Stored data entries

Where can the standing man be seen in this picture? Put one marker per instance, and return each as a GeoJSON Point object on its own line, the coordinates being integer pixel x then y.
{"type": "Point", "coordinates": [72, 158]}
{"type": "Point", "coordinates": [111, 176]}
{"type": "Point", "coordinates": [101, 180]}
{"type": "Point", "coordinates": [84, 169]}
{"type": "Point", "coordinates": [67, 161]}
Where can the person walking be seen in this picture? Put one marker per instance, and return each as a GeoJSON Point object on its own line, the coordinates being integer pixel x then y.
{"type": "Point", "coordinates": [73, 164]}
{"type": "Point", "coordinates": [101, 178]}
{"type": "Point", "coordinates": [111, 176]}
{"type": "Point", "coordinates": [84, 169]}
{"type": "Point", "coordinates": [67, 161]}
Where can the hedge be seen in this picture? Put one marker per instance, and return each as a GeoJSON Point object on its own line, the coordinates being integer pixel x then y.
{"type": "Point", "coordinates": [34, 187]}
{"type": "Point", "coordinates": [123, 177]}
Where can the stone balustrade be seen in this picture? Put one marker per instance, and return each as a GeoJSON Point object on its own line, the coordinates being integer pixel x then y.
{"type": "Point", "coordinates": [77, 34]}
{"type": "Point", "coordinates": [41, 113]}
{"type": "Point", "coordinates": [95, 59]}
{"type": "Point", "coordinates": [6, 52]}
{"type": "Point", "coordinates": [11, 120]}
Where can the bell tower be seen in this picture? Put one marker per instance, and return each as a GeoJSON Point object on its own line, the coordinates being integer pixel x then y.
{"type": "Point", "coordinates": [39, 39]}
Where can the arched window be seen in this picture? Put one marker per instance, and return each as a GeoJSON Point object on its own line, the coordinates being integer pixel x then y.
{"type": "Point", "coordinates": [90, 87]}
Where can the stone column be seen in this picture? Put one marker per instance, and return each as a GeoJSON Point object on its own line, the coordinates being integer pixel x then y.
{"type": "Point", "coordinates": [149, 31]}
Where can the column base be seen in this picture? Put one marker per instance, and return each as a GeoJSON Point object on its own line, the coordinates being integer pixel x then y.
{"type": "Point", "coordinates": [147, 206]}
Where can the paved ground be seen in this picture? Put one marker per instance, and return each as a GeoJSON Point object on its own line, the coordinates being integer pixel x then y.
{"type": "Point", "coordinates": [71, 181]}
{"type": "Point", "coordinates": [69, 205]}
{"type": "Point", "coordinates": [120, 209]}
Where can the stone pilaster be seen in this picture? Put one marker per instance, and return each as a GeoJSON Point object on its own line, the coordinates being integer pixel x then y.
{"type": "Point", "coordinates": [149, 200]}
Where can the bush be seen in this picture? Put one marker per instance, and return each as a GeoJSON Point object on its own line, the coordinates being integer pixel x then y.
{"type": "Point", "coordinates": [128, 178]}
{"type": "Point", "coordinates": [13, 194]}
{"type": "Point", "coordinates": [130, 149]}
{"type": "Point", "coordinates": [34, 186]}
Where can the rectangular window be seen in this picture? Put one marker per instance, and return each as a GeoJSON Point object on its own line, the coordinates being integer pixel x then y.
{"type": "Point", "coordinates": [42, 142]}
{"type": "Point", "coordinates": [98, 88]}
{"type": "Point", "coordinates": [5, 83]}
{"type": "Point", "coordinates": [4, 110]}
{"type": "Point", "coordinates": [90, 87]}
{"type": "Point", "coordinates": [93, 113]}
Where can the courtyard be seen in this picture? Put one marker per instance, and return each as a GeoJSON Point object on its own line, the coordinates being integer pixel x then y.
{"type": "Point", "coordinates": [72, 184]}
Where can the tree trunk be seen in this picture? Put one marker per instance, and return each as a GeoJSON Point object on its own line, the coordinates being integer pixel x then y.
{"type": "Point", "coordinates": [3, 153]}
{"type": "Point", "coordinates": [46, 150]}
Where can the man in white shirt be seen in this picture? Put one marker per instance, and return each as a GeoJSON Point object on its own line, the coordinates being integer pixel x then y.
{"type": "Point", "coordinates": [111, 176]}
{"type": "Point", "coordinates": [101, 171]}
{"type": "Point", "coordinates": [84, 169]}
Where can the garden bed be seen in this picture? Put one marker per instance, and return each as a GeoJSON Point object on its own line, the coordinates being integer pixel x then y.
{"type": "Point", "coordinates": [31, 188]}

### TASK REQUIREMENTS
Give all the records again. Match them exactly.

### ANSWER SPACE
Where can the standing man be seen in this picture? Put one marker per instance, and return each as a GeoJSON Point object on its own line, the coordinates being integer pixel x then y.
{"type": "Point", "coordinates": [72, 158]}
{"type": "Point", "coordinates": [111, 176]}
{"type": "Point", "coordinates": [101, 180]}
{"type": "Point", "coordinates": [84, 169]}
{"type": "Point", "coordinates": [67, 161]}
Where can the person walking be seen in this picture? Put one marker per instance, and return each as a GeoJSON Point object on its own line, the coordinates being integer pixel x then y.
{"type": "Point", "coordinates": [73, 164]}
{"type": "Point", "coordinates": [101, 178]}
{"type": "Point", "coordinates": [111, 176]}
{"type": "Point", "coordinates": [84, 169]}
{"type": "Point", "coordinates": [67, 161]}
Where can the hedge be seen in this picture? Put one marker per instance, and return each as a GeoJSON Point object on its own line, the coordinates being integer pixel x then y.
{"type": "Point", "coordinates": [34, 187]}
{"type": "Point", "coordinates": [123, 177]}
Where can the stone balustrade be seen in this picture? Put one marker per instance, and return each as a GeoJSON Point object on its own line, the coordinates being integer pixel x then y.
{"type": "Point", "coordinates": [77, 34]}
{"type": "Point", "coordinates": [41, 113]}
{"type": "Point", "coordinates": [95, 59]}
{"type": "Point", "coordinates": [6, 52]}
{"type": "Point", "coordinates": [11, 120]}
Where can the bell tower be seen in this picture? Put one marker per instance, and return each as a GeoJSON Point object on its own line, the coordinates being integer pixel x then y.
{"type": "Point", "coordinates": [39, 39]}
Where can the arched window be seen in this picture? Put one marker per instance, and return each as a GeoJSON Point object on its own line, the coordinates being integer pixel x then y.
{"type": "Point", "coordinates": [90, 87]}
Where can the stone column be seen in this picture? Put one marker per instance, and return each as a GeoJSON Point object on its own line, the coordinates being integer pixel x then y.
{"type": "Point", "coordinates": [149, 31]}
Where can the column base be seen in this picture? Put one marker per instance, and return each as a GeoJSON Point object on its own line, the coordinates being integer pixel x then y.
{"type": "Point", "coordinates": [147, 206]}
Where can the paved ground be seen in this picture? Put one marker per instance, and return each as a GeoJSON Point object on its own line, the coordinates being integer pixel x then y.
{"type": "Point", "coordinates": [71, 181]}
{"type": "Point", "coordinates": [69, 205]}
{"type": "Point", "coordinates": [120, 209]}
Where can the stone pilaster be seen in this picture? Put one marker per instance, and return each as a GeoJSON Point object on its own line, the coordinates being integer pixel x then y.
{"type": "Point", "coordinates": [149, 200]}
Where can the bush be seen in this picture? Put one marker per instance, and return each as a GeoJSON Point object on its own line, the coordinates being integer pixel x then y.
{"type": "Point", "coordinates": [128, 178]}
{"type": "Point", "coordinates": [13, 194]}
{"type": "Point", "coordinates": [130, 149]}
{"type": "Point", "coordinates": [34, 186]}
Where can the rectangular window be seen in this picture? Put one marker per instance, and return each as a GeoJSON Point object on its own line, the coordinates being integer pixel x then y.
{"type": "Point", "coordinates": [42, 142]}
{"type": "Point", "coordinates": [98, 88]}
{"type": "Point", "coordinates": [5, 83]}
{"type": "Point", "coordinates": [4, 110]}
{"type": "Point", "coordinates": [90, 87]}
{"type": "Point", "coordinates": [93, 113]}
Where can the courtyard be seen in this picture? Put one marker per instance, and return each as a GeoJSON Point object on its own line, the coordinates being integer pixel x then y.
{"type": "Point", "coordinates": [72, 184]}
Where can the tree trunk be seen in this picture? Put one marker per instance, and return each as a GeoJSON Point object on its own line, the coordinates being integer pixel x then y.
{"type": "Point", "coordinates": [3, 153]}
{"type": "Point", "coordinates": [46, 150]}
Where can the man in white shirt be seen in this picture? Put one marker per instance, and return each as a GeoJSON Point object on its own line, the coordinates being integer pixel x then y.
{"type": "Point", "coordinates": [111, 176]}
{"type": "Point", "coordinates": [101, 171]}
{"type": "Point", "coordinates": [84, 169]}
Where can the garden bed be seen in this picture? Put one marker per instance, and return each as a GeoJSON Point object on its own line, the coordinates being integer pixel x then y.
{"type": "Point", "coordinates": [31, 188]}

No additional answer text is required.